Exercise aim: Take the line that contains "the wooden door" as the first line and the last line of the material below as the final one; reproduce exactly the lines between, inclusive.

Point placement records
======

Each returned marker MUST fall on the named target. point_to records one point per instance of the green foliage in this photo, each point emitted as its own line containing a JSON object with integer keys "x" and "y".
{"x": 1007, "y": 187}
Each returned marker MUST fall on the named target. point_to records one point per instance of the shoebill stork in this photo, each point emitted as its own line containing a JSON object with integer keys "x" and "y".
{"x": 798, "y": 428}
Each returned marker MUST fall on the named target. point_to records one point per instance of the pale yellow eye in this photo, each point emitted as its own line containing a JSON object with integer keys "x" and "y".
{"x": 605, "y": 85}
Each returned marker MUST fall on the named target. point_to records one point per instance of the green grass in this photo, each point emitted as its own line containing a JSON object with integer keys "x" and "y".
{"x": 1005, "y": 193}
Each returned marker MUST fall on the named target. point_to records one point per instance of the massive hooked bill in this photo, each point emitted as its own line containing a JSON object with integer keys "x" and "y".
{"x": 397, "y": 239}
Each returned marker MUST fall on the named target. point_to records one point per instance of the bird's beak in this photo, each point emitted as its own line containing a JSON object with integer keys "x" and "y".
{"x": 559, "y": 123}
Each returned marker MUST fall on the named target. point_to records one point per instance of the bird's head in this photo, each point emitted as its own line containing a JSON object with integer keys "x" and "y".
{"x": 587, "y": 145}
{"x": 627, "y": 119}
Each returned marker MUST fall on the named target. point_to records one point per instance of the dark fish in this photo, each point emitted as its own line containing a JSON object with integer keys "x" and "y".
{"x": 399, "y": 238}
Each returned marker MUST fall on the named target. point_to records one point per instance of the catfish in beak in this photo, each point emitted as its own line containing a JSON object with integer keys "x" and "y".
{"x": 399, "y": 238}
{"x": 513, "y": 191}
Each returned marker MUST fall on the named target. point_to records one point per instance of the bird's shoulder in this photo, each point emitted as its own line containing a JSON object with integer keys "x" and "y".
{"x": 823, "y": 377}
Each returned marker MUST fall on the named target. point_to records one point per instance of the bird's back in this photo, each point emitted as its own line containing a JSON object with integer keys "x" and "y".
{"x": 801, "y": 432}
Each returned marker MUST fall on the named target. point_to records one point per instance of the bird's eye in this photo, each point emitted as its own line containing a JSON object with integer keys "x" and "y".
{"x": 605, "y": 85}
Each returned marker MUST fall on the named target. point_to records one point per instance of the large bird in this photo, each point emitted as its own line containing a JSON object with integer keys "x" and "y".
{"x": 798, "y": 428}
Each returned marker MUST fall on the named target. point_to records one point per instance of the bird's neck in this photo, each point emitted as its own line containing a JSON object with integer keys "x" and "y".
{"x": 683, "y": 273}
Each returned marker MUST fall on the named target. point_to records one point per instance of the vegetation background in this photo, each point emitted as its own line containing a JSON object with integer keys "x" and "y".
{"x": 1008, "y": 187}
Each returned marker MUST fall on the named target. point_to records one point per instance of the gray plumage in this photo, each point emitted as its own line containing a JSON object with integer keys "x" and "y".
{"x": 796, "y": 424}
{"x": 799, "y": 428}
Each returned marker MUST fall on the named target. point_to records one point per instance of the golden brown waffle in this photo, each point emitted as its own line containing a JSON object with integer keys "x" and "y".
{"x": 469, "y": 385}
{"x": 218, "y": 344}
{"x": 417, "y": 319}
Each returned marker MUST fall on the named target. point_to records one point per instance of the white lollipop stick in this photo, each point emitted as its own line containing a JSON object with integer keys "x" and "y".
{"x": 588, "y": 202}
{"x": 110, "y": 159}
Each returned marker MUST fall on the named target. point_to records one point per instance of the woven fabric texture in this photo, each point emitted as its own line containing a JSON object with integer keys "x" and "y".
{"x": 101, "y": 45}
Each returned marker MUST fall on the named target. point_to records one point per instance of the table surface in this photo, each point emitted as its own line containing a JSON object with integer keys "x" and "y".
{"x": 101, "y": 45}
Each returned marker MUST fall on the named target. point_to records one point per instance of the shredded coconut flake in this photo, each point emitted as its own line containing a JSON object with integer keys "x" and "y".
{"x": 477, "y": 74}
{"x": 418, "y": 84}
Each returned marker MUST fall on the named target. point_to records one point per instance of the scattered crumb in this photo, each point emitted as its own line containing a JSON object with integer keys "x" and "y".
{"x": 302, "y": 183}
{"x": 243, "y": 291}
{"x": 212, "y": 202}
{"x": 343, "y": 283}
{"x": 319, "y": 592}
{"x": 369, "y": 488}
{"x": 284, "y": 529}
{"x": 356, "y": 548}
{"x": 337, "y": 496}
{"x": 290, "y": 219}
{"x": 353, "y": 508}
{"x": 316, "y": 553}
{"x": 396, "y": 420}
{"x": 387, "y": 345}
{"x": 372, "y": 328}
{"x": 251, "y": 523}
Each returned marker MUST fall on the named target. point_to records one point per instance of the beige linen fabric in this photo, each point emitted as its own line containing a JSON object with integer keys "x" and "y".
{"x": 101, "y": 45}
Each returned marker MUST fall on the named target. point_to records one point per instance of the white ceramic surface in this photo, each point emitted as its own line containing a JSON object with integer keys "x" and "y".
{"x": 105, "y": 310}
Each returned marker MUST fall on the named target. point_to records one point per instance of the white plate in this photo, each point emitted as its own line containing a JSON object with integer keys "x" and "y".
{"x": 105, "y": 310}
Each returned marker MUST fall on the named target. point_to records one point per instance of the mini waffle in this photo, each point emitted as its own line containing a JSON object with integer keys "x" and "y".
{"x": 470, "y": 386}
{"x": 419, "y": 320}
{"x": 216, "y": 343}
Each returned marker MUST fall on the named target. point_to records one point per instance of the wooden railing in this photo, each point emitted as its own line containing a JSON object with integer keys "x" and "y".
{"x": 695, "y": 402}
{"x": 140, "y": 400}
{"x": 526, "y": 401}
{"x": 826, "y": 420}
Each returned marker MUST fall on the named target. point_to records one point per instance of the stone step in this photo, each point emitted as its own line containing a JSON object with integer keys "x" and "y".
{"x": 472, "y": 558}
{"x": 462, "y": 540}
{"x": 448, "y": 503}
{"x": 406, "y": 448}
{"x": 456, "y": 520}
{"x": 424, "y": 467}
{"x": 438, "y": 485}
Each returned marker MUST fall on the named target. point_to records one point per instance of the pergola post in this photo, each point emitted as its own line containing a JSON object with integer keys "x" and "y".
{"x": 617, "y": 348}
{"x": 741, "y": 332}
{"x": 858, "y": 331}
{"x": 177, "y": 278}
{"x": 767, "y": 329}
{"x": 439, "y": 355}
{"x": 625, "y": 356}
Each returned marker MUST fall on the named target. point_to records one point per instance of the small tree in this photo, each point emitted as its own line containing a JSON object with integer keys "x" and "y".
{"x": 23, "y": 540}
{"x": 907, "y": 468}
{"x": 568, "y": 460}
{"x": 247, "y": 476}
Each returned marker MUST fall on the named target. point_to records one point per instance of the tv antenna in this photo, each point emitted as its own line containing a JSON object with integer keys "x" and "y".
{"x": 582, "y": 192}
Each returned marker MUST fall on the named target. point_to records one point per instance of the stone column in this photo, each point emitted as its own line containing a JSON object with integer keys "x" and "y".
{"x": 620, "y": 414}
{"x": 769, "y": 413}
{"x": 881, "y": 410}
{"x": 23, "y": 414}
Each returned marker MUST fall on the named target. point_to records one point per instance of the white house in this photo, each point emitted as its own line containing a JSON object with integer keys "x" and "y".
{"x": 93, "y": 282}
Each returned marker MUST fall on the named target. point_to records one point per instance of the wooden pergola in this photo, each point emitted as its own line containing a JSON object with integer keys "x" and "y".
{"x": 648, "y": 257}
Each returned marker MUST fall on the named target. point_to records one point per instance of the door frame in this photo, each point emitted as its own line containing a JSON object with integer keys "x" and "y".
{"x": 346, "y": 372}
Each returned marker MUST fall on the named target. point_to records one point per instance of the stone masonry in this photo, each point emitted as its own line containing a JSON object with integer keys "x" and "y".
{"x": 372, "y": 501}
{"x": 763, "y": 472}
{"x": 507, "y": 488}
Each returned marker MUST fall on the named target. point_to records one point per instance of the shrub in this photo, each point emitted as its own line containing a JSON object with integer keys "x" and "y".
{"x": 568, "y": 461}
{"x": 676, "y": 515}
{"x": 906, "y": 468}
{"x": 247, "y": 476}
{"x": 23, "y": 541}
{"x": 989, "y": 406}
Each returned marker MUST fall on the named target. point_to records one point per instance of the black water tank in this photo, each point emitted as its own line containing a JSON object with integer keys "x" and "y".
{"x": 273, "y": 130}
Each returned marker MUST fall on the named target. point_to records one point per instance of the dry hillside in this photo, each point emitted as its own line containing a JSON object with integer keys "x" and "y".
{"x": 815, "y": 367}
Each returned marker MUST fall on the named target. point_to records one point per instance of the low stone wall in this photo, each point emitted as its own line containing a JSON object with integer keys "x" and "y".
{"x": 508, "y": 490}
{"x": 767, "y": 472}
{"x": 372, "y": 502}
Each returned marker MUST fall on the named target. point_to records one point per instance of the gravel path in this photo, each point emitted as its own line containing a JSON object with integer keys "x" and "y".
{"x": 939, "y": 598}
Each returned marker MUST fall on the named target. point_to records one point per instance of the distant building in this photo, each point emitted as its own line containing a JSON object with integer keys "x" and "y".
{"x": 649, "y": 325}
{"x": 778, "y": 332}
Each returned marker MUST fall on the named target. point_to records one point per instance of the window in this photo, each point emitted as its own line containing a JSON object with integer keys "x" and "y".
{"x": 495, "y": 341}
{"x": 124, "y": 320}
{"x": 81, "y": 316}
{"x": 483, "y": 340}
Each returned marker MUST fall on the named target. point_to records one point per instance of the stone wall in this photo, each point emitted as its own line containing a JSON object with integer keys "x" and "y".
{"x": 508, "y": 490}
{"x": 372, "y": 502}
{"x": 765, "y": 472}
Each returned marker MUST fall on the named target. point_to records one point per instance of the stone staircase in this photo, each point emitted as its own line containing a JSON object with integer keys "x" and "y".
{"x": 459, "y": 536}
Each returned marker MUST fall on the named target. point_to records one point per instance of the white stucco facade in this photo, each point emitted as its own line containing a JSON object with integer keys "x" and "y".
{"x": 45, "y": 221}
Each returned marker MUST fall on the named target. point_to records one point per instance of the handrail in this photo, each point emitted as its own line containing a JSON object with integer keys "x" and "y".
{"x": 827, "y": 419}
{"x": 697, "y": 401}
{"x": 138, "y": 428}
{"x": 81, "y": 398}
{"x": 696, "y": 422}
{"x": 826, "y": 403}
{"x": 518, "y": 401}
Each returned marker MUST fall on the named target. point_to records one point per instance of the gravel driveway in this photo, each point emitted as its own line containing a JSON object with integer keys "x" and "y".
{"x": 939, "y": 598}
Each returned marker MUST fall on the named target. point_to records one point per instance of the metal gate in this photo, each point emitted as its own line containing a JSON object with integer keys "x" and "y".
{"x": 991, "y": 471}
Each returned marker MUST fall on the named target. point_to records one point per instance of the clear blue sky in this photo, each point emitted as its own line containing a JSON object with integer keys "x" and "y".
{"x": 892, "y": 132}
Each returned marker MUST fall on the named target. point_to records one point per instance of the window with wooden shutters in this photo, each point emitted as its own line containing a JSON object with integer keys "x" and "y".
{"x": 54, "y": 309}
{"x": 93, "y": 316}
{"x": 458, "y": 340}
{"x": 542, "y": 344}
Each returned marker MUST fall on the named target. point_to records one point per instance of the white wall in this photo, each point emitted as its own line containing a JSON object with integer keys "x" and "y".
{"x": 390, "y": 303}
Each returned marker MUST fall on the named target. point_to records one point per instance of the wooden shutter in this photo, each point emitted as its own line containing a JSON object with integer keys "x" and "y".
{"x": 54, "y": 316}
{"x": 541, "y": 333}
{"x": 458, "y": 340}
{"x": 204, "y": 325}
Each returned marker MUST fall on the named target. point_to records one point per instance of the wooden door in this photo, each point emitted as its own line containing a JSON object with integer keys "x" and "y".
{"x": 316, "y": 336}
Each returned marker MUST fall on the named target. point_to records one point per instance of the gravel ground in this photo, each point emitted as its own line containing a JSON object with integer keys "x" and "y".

======

Exercise response:
Each returned marker MUST fall on the named target. point_to records one point per instance of the wooden door in this photo, each point emitted as its own line containing a JSON object with integer keys "x" and "y".
{"x": 316, "y": 336}
Each returned marker MUST fall on the named target. point_to records one point per instance of the gravel ground in this photo, each point emitted as its own line containing a JSON object with integer keys "x" and "y".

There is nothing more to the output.